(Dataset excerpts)

Content starts

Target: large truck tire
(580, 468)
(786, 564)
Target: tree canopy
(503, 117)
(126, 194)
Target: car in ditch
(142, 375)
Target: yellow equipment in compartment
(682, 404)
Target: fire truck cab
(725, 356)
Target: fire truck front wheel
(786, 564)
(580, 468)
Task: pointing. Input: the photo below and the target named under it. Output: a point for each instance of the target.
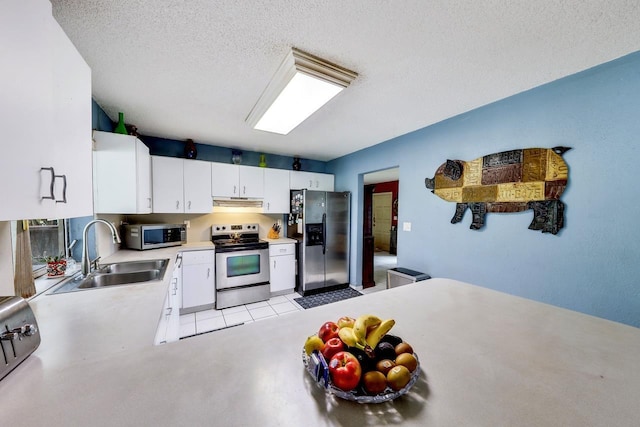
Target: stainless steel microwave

Content ends

Task statement:
Restate verbatim all lines from the start of the data through the line containing "Task: pointing. Input: the", with both ends kept.

Result of the task:
Target: large truck tire
(580, 468)
(786, 564)
Target: tree canopy
(503, 117)
(126, 194)
Target: car in ditch
(142, 375)
Target: yellow equipment in compartment
(682, 404)
Target: fire truck cab
(725, 356)
Target: fire truck front wheel
(786, 564)
(580, 468)
Task: pointing. Input: the photo below and the target named under it. Output: a point for each instance of the target.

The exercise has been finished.